> [Text block]
Minister trying to blame doctors for trolley crisis, say Limerick consultants
Simon Harris accused of ‘breathtaking cowardice’ for remarks about private practice
Minister for Health Simon Harris: accused consultants at UHL of being too busy to treat a 95-year-old patient in the emergency department because they were doing private work upstairs. Photograph: Gareth Chaney/Collins
Medical consultants at University Hospital Limerick have accused Minister for Health Simon Harris and Cabinet colleagues of trying to deflect responsibility for the trolley crisis onto doctors.
In an angry response to remarks by Mr Harris last week about the level of private practice at the hospital, seven of its consultants have accused the Minister of “breathtaking political cowardice” for criticising doctors working in underfunded conditions.
Mr Harris enraged many doctors last week when he accused consultants at UHL of being too busy to treat a 95-year-old patient in the emergency department because they were doing private work upstairs.
The level of private work in the hospital is above that found in an average hospital, he told the Oireachtas health committee. Most consultants were not “getting into their cars” and going to smaller hospitals in the region to treat patients.
‘Confidence’ The following day, Mr Harris sought to clarify his remarks, saying he had “every confidence in our brilliant doctors, who work extremely hard”. However, “we cannot be confident that some of the work practices we see as part of private practice in public hospitals are serving patients well,” he told the Dáil.

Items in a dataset
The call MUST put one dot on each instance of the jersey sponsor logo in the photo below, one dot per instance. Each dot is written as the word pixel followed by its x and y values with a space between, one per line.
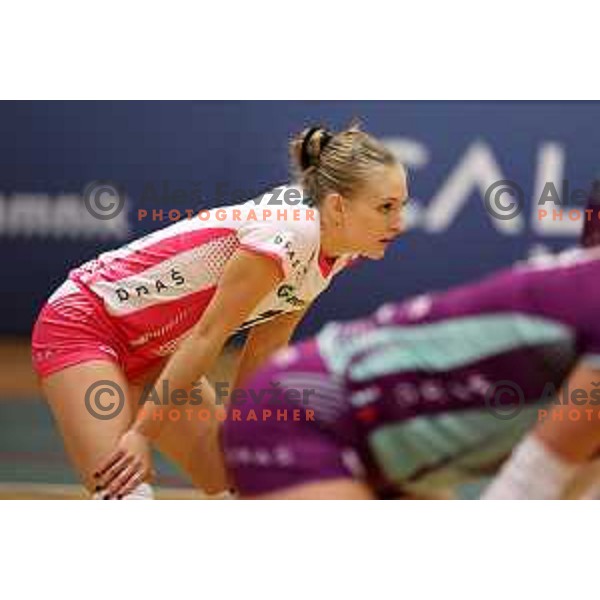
pixel 289 251
pixel 155 286
pixel 287 293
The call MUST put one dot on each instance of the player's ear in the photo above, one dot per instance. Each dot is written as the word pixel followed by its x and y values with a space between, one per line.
pixel 333 204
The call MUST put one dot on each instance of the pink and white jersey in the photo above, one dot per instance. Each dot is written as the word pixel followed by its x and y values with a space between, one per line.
pixel 156 288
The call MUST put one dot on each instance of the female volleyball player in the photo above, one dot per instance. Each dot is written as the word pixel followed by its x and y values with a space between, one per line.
pixel 160 309
pixel 416 396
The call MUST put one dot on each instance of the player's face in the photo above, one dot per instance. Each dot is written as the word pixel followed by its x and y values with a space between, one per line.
pixel 374 218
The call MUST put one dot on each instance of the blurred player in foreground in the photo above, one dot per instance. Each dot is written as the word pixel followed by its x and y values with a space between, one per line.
pixel 418 396
pixel 159 310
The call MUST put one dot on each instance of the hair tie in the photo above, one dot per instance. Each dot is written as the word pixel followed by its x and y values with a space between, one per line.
pixel 305 158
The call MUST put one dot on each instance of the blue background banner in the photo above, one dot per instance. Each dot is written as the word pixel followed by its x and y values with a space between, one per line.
pixel 189 155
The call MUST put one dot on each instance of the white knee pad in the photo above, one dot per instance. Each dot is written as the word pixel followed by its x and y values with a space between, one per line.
pixel 141 492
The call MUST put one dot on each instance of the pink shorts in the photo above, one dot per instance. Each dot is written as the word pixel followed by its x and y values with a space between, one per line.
pixel 73 328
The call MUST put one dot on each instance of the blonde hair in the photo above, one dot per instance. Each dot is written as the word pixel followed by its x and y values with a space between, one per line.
pixel 325 162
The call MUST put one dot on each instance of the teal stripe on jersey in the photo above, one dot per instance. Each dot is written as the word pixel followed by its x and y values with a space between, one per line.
pixel 430 453
pixel 435 347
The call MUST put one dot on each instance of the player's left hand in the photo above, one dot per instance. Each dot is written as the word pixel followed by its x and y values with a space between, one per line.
pixel 128 466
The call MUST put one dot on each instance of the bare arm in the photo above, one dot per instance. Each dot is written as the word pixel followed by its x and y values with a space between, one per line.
pixel 247 279
pixel 264 339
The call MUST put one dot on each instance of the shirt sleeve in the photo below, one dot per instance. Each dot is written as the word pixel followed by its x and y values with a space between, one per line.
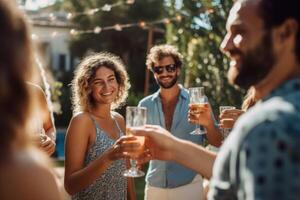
pixel 268 162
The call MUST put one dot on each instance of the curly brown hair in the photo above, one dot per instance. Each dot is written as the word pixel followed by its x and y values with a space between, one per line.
pixel 15 69
pixel 158 52
pixel 85 73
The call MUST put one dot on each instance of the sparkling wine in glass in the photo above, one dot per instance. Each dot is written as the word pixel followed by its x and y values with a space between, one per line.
pixel 197 99
pixel 135 116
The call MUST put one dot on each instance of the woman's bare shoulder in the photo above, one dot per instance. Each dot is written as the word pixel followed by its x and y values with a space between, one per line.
pixel 30 176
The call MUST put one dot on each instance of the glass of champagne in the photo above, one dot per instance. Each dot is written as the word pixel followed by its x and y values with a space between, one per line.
pixel 225 131
pixel 197 99
pixel 135 116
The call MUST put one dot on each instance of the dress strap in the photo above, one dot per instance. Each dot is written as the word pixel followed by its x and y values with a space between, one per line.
pixel 96 125
pixel 121 133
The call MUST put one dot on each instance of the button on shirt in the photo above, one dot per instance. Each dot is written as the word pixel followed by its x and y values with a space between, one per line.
pixel 261 157
pixel 170 174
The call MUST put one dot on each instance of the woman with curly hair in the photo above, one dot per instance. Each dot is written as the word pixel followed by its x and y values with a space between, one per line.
pixel 24 171
pixel 93 166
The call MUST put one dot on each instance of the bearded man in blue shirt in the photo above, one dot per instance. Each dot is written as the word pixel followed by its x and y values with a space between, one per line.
pixel 261 157
pixel 168 107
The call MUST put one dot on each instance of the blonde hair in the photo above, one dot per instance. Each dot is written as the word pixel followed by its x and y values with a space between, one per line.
pixel 158 52
pixel 85 73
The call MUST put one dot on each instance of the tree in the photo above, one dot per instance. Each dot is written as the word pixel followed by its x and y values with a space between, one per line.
pixel 198 37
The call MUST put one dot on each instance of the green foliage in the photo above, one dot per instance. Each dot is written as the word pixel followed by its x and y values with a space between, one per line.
pixel 130 44
pixel 198 38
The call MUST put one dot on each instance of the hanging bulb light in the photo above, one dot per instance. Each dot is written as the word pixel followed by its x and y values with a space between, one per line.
pixel 106 7
pixel 73 32
pixel 52 17
pixel 97 30
pixel 118 27
pixel 178 18
pixel 142 24
pixel 69 16
pixel 166 21
pixel 54 34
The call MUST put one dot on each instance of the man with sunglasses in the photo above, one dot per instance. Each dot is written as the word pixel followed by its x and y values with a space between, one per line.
pixel 168 107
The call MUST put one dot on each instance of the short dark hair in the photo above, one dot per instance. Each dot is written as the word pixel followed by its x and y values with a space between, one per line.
pixel 158 52
pixel 275 12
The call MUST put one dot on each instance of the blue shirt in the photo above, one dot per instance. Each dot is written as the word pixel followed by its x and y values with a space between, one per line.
pixel 261 157
pixel 170 174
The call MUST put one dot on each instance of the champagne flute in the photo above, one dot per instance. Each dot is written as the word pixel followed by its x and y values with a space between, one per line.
pixel 197 99
pixel 225 131
pixel 135 116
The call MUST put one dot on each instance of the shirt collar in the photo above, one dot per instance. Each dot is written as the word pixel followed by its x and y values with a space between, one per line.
pixel 183 93
pixel 287 87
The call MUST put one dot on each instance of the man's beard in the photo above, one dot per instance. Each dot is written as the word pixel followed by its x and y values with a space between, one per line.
pixel 169 84
pixel 256 63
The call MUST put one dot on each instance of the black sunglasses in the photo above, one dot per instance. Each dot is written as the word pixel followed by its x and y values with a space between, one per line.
pixel 160 69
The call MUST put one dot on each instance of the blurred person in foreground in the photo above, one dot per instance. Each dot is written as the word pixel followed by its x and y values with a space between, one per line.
pixel 94 166
pixel 168 107
pixel 24 171
pixel 261 157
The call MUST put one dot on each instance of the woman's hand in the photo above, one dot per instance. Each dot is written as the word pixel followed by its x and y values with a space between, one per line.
pixel 228 117
pixel 201 115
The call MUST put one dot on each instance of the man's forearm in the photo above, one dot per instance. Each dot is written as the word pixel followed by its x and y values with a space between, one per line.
pixel 194 157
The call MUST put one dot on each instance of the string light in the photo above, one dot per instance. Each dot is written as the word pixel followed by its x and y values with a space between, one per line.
pixel 106 7
pixel 130 1
pixel 52 17
pixel 166 21
pixel 178 18
pixel 117 27
pixel 54 34
pixel 142 24
pixel 97 30
pixel 73 32
pixel 210 11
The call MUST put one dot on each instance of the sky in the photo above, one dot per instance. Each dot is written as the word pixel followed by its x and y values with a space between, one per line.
pixel 36 4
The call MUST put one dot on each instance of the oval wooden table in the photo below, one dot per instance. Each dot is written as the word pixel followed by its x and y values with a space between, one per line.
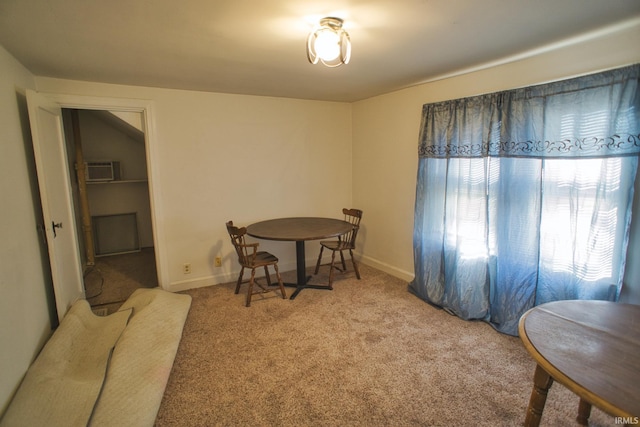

> [What you will do]
1. Could you rewrite the passage of the article on the Limerick consultants between "In an angry" and "to treat patients.", inclusive, switching "private work" to "private duties"?
2. Can you proceed with the article on the Limerick consultants and the Minister for Health from the point where it stops?

> [Answer list]
1.
In an angry response to remarks by Mr Harris last week about the level of private practice at the hospital, seven of its consultants have accused the Minister of “breathtaking political cowardice” for criticising doctors working in underfunded conditions.
Mr Harris enraged many doctors last week when he accused consultants at UHL of being too busy to treat a 95-year-old patient in the emergency department because they were doing private duties upstairs.
The level of private duties in the hospital is above that found in an average hospital, he told the Oireachtas health committee. Most consultants were not “getting into their cars” and going to smaller hospitals in the region to treat patients.

2.
In a letter to The Irish Times published on Tuesday, the consultants say Government ministers have “ accused clinicians of failing to travel between UHL and the peripheral hospitals in order to treat patients”.
“We refute this in the strongest possible terms,” they write.
Overcrowding in UHL is the result of a botched reconfiguration of hospital services in the midwest, they say.
“The failure on behalf of the Department of Health to follow through on promises made at the outset of reconfiguration in the midwest for the past 10 years has led to the well-foreseen worsening conditions suffered by patients and staff on the Limerick campus.”
“Attacking clinicians, who have steadfastly struggled to maintain the highest standards of care under the most severe underfunded conditions, displays a level of political cowardice that is simply breathtaking.
“We will of course continue to strive for the best care for our patients, and abhor the conditions that many of them are forced to bear, but it is important for the general public to know exactly where the blame for this fiasco truly lies.”